#### Passage

US-MEXICO TREATY TO AVOID DOUBLE TAXATION
The U.S. Mexico Treaty to Avoid Double Taxation, depending on the application, can result in both limiting taxation in Mexico as will as imposing it. On the good side, the Treaty protects taxpayers from having to pay taxes twice (in Mexico and the U.S.) on the same income. On the bad side, if not careful, a U.S. company doing business to Mexico may be deemed to have a “permanent establishment” in Mexico, thereby subjecting it to the payment of taxes on income generated by that establishment (e.g., sales to Mexican customers).
To take advantage of the Treaty, the taxpayer must demonstrate its residence in the U.S. and comply with the applicable legal provisions established by Mexican tax law with respect to registration and submission of reports, and the appointment of legal representatives, among others.
Avoiding a Permanent Establishment
U.S. companies wishing to do business in or export to Mexico without paying taxes in Mexico should pay close attention to this section.
For income tax purposes the term “permanent establishment” means any place in which business activities are wholly or partially carried on. The term incorporates branches, agencies, offices, factories, workshops, installations, mines, quarries and any other place of exploration for or extraction of natural resources.
If a company or individual has a permanent establishment in Mexico, it must file and pay taxes in Mexico on the income generated by that establishment, such as sales to Mexican customers.
The Treaty and federal tax law, however, stipulate that the many activities do not constitute a permanent establishment, including among others (i) a storage facility for display goods; (ii) a place of business for acquiring goods or merchandise, or for collecting information for a non-resident, carrying on preparatory or auxiliary activities (e.g., advertising, research; and (iii) the deposit of goods or merchandise of a nonresident in a bonded warehouse, or the delivery of such goods or merchandise for import into Mexico.

########

### Task A
Translate this sentence from the passage on the US-Mexico tax treaty into Spanish: "If a company or individual has a permanent establishment in Mexico, it must file and pay taxes in Mexico on the income generated by that establishment, such as sales to Mexican customers."
### Task B
Extend the passage on the US-Mexico tax treaty, starting after its final sentence.
These records come from a separate source unrelated to the treaty text.

#### Recorded information

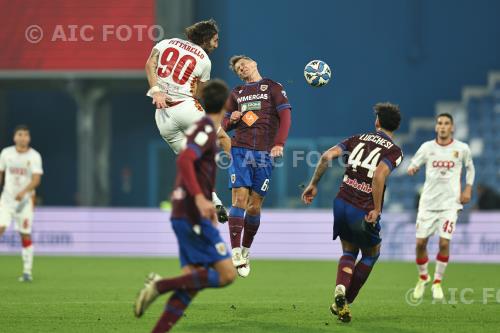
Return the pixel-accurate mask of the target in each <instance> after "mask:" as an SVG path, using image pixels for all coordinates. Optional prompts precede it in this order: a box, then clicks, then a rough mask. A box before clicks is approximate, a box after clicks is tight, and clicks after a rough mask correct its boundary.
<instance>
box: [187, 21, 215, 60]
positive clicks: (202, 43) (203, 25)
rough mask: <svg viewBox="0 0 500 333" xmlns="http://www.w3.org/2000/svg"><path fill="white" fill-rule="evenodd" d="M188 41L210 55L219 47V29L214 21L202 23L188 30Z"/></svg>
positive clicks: (187, 30)
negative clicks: (201, 49)
mask: <svg viewBox="0 0 500 333" xmlns="http://www.w3.org/2000/svg"><path fill="white" fill-rule="evenodd" d="M186 37H187V39H188V40H189V41H190V42H192V43H195V44H196V45H199V46H201V48H202V49H203V50H205V52H207V53H210V52H212V51H213V50H215V49H216V48H217V47H219V27H218V26H217V22H215V20H214V19H210V20H207V21H201V22H197V23H195V24H193V25H192V26H189V27H187V28H186Z"/></svg>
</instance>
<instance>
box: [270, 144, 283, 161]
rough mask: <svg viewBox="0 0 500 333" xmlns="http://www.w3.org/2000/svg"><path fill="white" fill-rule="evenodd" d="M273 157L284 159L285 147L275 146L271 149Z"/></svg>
mask: <svg viewBox="0 0 500 333" xmlns="http://www.w3.org/2000/svg"><path fill="white" fill-rule="evenodd" d="M271 157H273V158H274V157H283V146H274V147H273V148H272V149H271Z"/></svg>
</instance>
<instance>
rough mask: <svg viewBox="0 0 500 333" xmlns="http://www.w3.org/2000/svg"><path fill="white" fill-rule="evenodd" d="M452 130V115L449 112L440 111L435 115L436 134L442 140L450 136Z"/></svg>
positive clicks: (453, 129)
mask: <svg viewBox="0 0 500 333" xmlns="http://www.w3.org/2000/svg"><path fill="white" fill-rule="evenodd" d="M453 131H454V127H453V117H452V116H451V114H449V113H440V114H438V115H437V117H436V134H437V136H438V137H439V138H440V139H442V140H447V139H449V138H451V137H452V135H453Z"/></svg>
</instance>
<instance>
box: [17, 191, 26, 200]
mask: <svg viewBox="0 0 500 333" xmlns="http://www.w3.org/2000/svg"><path fill="white" fill-rule="evenodd" d="M25 195H26V191H21V192H19V193H18V194H17V195H16V200H17V201H22V200H23V199H24V196H25Z"/></svg>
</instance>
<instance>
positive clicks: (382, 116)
mask: <svg viewBox="0 0 500 333" xmlns="http://www.w3.org/2000/svg"><path fill="white" fill-rule="evenodd" d="M373 110H375V114H376V115H377V117H378V121H379V123H380V126H381V127H382V128H383V129H385V130H388V131H390V132H394V131H395V130H397V129H398V128H399V124H400V123H401V113H400V112H399V105H396V104H392V103H389V102H385V103H377V104H375V106H374V107H373Z"/></svg>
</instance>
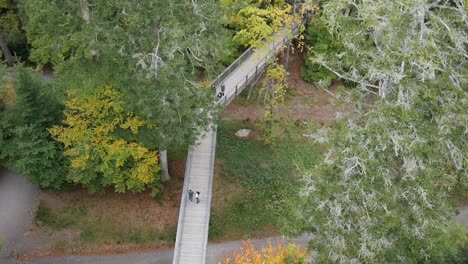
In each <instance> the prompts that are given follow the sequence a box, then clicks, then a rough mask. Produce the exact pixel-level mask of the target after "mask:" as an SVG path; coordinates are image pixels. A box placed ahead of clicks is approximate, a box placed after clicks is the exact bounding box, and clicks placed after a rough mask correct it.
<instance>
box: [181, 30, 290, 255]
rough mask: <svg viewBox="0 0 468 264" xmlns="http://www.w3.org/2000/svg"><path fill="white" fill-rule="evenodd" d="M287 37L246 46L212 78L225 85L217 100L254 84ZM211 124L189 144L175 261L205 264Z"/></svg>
mask: <svg viewBox="0 0 468 264" xmlns="http://www.w3.org/2000/svg"><path fill="white" fill-rule="evenodd" d="M298 31H299V26H296V27H295V28H293V30H292V34H291V33H290V34H289V35H296V34H297V32H298ZM288 39H289V37H288V36H287V35H286V34H282V35H276V36H275V40H274V41H272V43H271V44H269V45H266V46H265V48H263V49H260V50H256V51H254V50H253V49H251V48H250V49H248V50H247V51H245V52H244V53H243V54H242V55H241V56H240V57H239V58H237V59H236V60H235V61H234V62H233V63H232V64H231V65H230V66H229V67H228V68H226V70H225V71H224V72H223V73H222V74H221V75H220V76H219V77H218V78H217V79H216V80H215V81H214V82H213V86H214V87H215V88H216V94H218V93H219V92H220V91H221V85H222V84H224V86H225V91H224V93H225V95H224V96H223V97H222V98H220V99H218V103H219V104H223V105H224V106H226V105H227V104H229V103H230V102H231V101H232V100H234V98H235V97H236V96H237V95H239V94H240V92H242V90H243V89H244V88H245V87H247V86H248V85H253V83H255V82H256V81H257V80H258V78H259V77H260V76H261V75H262V73H263V71H264V69H265V68H266V66H267V62H268V61H269V60H270V59H272V58H273V57H274V56H275V55H276V53H277V52H278V51H279V50H280V49H281V48H282V47H283V45H284V44H285V43H287V41H288ZM212 127H213V128H212V129H211V130H210V131H208V132H207V133H205V134H204V135H203V136H201V137H200V138H199V140H197V143H196V144H195V145H193V146H191V147H190V150H189V153H188V156H187V164H186V167H185V179H184V188H183V192H182V200H181V205H180V212H179V221H178V224H177V237H176V245H175V250H174V257H173V263H174V264H182V263H183V264H192V263H193V264H204V263H205V260H206V246H207V243H208V225H209V222H210V207H211V190H212V183H213V170H214V159H215V150H216V125H213V126H212ZM188 190H192V191H194V192H196V191H199V192H200V193H201V195H200V198H201V199H200V203H199V204H196V202H195V201H194V202H193V203H190V201H188Z"/></svg>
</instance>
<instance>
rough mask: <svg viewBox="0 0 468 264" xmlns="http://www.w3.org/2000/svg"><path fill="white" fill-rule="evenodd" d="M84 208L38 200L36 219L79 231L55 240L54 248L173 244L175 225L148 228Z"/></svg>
mask: <svg viewBox="0 0 468 264" xmlns="http://www.w3.org/2000/svg"><path fill="white" fill-rule="evenodd" d="M88 211H89V210H88V209H87V208H84V207H79V206H71V207H65V208H51V207H48V206H46V205H45V203H44V202H43V201H41V203H40V205H39V208H38V210H37V212H36V218H35V220H36V223H38V224H39V225H41V226H44V227H48V228H50V229H52V230H54V231H58V230H63V229H71V230H77V231H79V236H77V237H75V238H74V239H71V240H67V241H64V240H63V241H62V240H61V241H58V242H57V243H56V244H55V245H54V249H55V250H59V251H64V250H66V249H67V248H71V247H86V246H95V245H96V246H98V245H108V244H149V243H152V242H161V241H163V242H167V243H168V244H173V243H174V241H175V237H176V230H177V229H176V228H175V227H166V228H165V229H163V230H161V231H160V230H154V229H151V228H130V227H125V226H121V225H116V224H113V223H112V221H109V219H107V218H106V217H93V216H90V215H89V214H88Z"/></svg>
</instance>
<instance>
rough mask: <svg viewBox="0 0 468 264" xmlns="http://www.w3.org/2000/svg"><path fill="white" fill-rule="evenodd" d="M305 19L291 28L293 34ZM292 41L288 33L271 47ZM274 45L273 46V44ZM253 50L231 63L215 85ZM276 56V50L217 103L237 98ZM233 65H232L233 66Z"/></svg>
mask: <svg viewBox="0 0 468 264" xmlns="http://www.w3.org/2000/svg"><path fill="white" fill-rule="evenodd" d="M304 23H305V20H303V21H302V23H299V24H295V25H294V26H293V27H292V30H291V35H292V36H294V35H296V34H297V33H298V32H299V29H300V27H301V26H302V25H304ZM289 41H291V38H290V37H289V36H288V35H285V36H284V37H283V39H282V40H281V42H273V43H272V44H270V45H269V48H270V49H271V50H273V51H276V50H277V49H279V47H280V46H283V45H284V44H286V43H287V42H289ZM272 45H273V46H272ZM252 53H253V50H252V47H250V48H249V49H248V50H246V51H245V52H244V53H243V54H242V55H241V56H240V57H239V58H238V59H237V60H235V61H234V62H233V63H232V64H231V65H229V67H228V69H229V70H228V69H226V70H225V71H223V72H222V73H221V74H220V75H219V76H218V78H216V80H215V81H214V82H213V85H212V86H214V87H216V85H218V84H220V83H221V82H222V80H224V79H225V78H226V77H228V76H229V75H230V74H231V73H232V72H233V71H234V70H236V69H237V67H238V66H239V65H240V64H239V63H241V62H243V61H245V60H246V59H247V58H248V57H250V55H252ZM273 56H275V52H273V53H271V54H268V55H267V56H266V57H265V58H264V59H262V60H260V61H259V62H258V64H257V65H256V66H255V72H254V73H253V74H251V75H250V76H249V73H247V75H246V76H245V78H243V79H242V80H241V81H239V82H238V83H237V84H236V85H235V89H234V93H231V94H226V95H225V96H223V97H222V98H220V99H219V100H218V101H217V103H218V104H223V105H224V106H226V105H228V104H229V103H230V102H231V101H232V100H234V98H236V97H237V96H238V95H239V93H240V92H242V90H243V88H244V87H245V86H247V85H248V84H249V83H250V82H252V81H253V80H254V79H255V78H257V77H259V75H260V74H262V73H263V69H264V68H265V67H266V66H267V62H268V61H269V60H270V59H271V58H272V57H273ZM231 66H232V67H231Z"/></svg>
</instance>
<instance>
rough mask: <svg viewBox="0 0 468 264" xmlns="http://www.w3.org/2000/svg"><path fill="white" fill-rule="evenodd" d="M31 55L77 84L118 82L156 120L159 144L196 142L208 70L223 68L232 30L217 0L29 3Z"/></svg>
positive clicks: (144, 117) (204, 111)
mask: <svg viewBox="0 0 468 264" xmlns="http://www.w3.org/2000/svg"><path fill="white" fill-rule="evenodd" d="M24 10H25V13H26V14H27V15H28V21H27V23H26V32H27V36H28V40H29V41H30V42H31V45H32V47H33V49H32V52H31V59H32V60H33V61H36V62H38V63H42V64H45V63H52V64H53V65H55V69H56V70H57V75H58V76H59V77H61V78H62V79H63V80H65V81H66V82H67V84H68V86H69V87H71V88H73V89H75V90H78V91H80V90H83V89H85V88H86V89H88V90H93V89H102V87H104V86H105V85H111V86H112V87H114V88H115V89H117V90H119V91H121V92H122V93H123V98H124V100H125V102H126V104H127V105H128V107H129V109H131V110H133V111H134V112H135V113H136V115H138V116H140V117H141V118H144V119H145V120H147V121H148V122H150V123H152V124H153V125H154V127H155V134H154V136H153V144H158V145H170V144H186V143H189V142H192V141H193V140H194V138H195V136H196V134H197V132H198V130H199V128H200V127H204V126H206V124H207V118H200V116H206V115H207V112H208V110H209V108H210V104H211V100H210V99H211V98H210V97H209V96H207V91H205V90H203V89H201V87H200V85H199V82H198V80H199V79H200V76H202V75H204V78H212V77H213V76H214V75H215V74H216V73H217V72H219V71H220V69H221V68H220V67H221V65H220V64H219V63H218V61H219V60H218V59H217V58H218V57H220V56H222V55H223V53H224V52H225V49H223V45H224V41H223V38H225V36H228V35H226V31H225V30H224V29H223V28H222V26H221V24H220V23H219V22H218V21H219V20H218V18H219V15H220V14H221V13H220V10H219V8H218V4H217V3H216V2H215V1H211V0H204V1H169V0H168V1H160V0H150V1H139V2H135V3H134V2H132V3H130V2H128V1H90V0H89V1H78V2H77V1H59V2H56V1H54V2H50V1H46V0H35V1H28V0H26V1H25V3H24Z"/></svg>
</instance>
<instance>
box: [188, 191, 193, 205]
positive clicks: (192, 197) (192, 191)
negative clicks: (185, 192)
mask: <svg viewBox="0 0 468 264" xmlns="http://www.w3.org/2000/svg"><path fill="white" fill-rule="evenodd" d="M189 200H190V203H193V191H192V190H189Z"/></svg>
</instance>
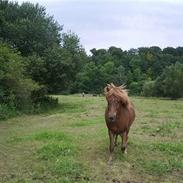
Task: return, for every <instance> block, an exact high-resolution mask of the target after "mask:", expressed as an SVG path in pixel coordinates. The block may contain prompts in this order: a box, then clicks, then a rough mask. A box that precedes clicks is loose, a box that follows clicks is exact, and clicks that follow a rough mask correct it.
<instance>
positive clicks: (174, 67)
mask: <svg viewBox="0 0 183 183" xmlns="http://www.w3.org/2000/svg"><path fill="white" fill-rule="evenodd" d="M155 87H156V94H157V95H158V96H163V97H170V98H172V99H176V98H181V97H183V92H182V91H183V64H180V63H178V62H177V63H176V64H175V65H171V66H169V67H167V68H165V70H164V72H163V73H162V74H161V75H160V76H159V77H158V78H157V79H156V82H155Z"/></svg>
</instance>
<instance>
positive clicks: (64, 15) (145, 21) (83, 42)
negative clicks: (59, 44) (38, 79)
mask: <svg viewBox="0 0 183 183" xmlns="http://www.w3.org/2000/svg"><path fill="white" fill-rule="evenodd" d="M20 1H21V0H19V2H20ZM31 2H36V0H31ZM39 3H40V4H42V5H44V6H45V7H46V9H47V12H48V13H49V14H50V15H54V18H55V19H56V20H57V21H58V22H59V23H60V24H61V25H64V31H67V30H71V31H73V32H75V33H76V34H78V36H79V37H80V40H81V43H82V45H83V46H84V47H85V48H86V50H87V51H88V52H89V50H90V49H92V48H94V47H95V48H108V47H109V46H112V45H113V46H118V47H121V48H122V49H129V48H132V47H134V48H137V47H140V46H154V45H157V46H160V47H166V46H174V47H176V46H183V45H182V43H183V37H182V35H183V22H182V17H183V11H182V9H183V1H179V0H130V1H125V0H122V1H119V0H101V1H97V0H89V1H83V0H77V1H76V0H75V1H74V0H67V1H66V0H61V1H58V0H53V1H51V0H49V1H43V0H39Z"/></svg>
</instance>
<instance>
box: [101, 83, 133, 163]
mask: <svg viewBox="0 0 183 183" xmlns="http://www.w3.org/2000/svg"><path fill="white" fill-rule="evenodd" d="M104 92H105V96H106V100H107V103H108V106H107V108H106V111H105V121H106V125H107V128H108V132H109V139H110V146H109V150H110V156H109V163H111V161H112V153H113V151H114V145H116V144H117V136H118V135H120V136H121V138H122V146H121V150H122V151H123V152H124V153H127V144H128V132H129V130H130V126H131V124H132V123H133V121H134V119H135V110H134V106H133V104H132V102H131V101H130V100H129V97H128V93H127V90H126V89H125V87H124V86H119V87H117V86H115V85H114V84H113V83H111V84H108V85H107V86H106V87H105V88H104ZM114 138H115V140H114Z"/></svg>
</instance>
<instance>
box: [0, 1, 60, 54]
mask: <svg viewBox="0 0 183 183" xmlns="http://www.w3.org/2000/svg"><path fill="white" fill-rule="evenodd" d="M0 15H1V16H0V40H2V41H3V42H8V43H9V44H10V45H11V46H12V47H14V48H17V49H18V50H19V51H20V52H21V54H22V55H23V56H28V55H32V54H33V53H36V54H38V55H42V54H43V52H44V50H46V49H48V48H50V47H53V46H55V45H57V46H59V44H60V41H61V38H60V31H61V30H62V26H59V24H58V23H57V22H56V21H54V19H53V17H51V16H49V15H47V14H46V11H45V8H44V7H42V6H40V5H39V4H35V5H34V4H31V3H28V2H26V3H22V4H21V5H18V3H16V2H9V1H7V0H5V1H2V0H1V1H0Z"/></svg>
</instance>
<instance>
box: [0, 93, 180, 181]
mask: <svg viewBox="0 0 183 183" xmlns="http://www.w3.org/2000/svg"><path fill="white" fill-rule="evenodd" d="M56 97H58V98H59V107H57V108H55V109H53V110H50V111H47V112H45V113H42V114H37V115H21V116H19V117H15V118H11V119H9V120H6V121H0V182H3V183H33V182H35V183H45V182H46V183H76V182H78V183H150V182H152V183H153V182H154V183H156V182H158V183H181V182H183V101H181V100H165V99H157V98H142V97H132V98H131V100H132V101H133V103H134V105H135V108H136V120H135V122H134V123H133V125H132V127H131V129H130V133H129V146H128V154H127V155H125V154H122V152H121V150H120V142H121V139H118V146H117V147H116V148H115V152H114V159H113V163H112V165H108V164H107V160H108V155H109V152H108V146H109V140H108V132H107V128H106V125H105V121H104V111H105V106H106V101H105V98H104V97H103V96H100V97H99V96H85V97H81V96H80V95H69V96H64V95H60V96H56Z"/></svg>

########

### Response box A
Si una empresa o persona física tiene un establecimiento permanente en México, debe presentar declaraciones y pagar impuestos en México sobre los ingresos generados por dicho establecimiento, como las ventas a clientes mexicanos.

### Response box B
Agency relationships – a common pitfall
U.S. companies doing business in Mexico through an agent will be deemed to have a permanent establishment in Mexico:
a. if the agent has and exercises authority to conclude contracts in the name of the non-resident to carry out business activities in Mexico or to render independent personal services;
b. if the agent has a stock of goods or merchandise out of which he makes deliveries on behalf of the non-resident;
c. if the agent incurs risk on behalf of the non-resident;
d. if the agent acts under detailed instructions or under the general control of the non-resident;
e. if the agent engages in activities that economically correspond to the non-resident and not as a person acting independently; and
f. if the agent receives a fixed remuneration which is not dependent on the results of his activities.
g. if the agent conducts activities for the non-resident by setting prices or amounts of compensation other than those that would have been used by unrelated parties in comparable transactions.
QUESTIONS & ANSWERS
Question: How can I operate in Mexico through an agent but without creating a permanent establishment?
Answer: Make sure you (i) fulfill the requirements under Mexican tax law to take advantage of the benefits under the treaty; (ii) have a well-written contract with your agent; (iii) manage your agency relationship in accordance with the terms of the contract and develop and maintain the proper paper trail that supports the terms of the contract; (iv) in general, do not require your agent to hold himself out as an extension of your company in Mexico or exercise powers of attorney on your behalf except in very limited circumstances.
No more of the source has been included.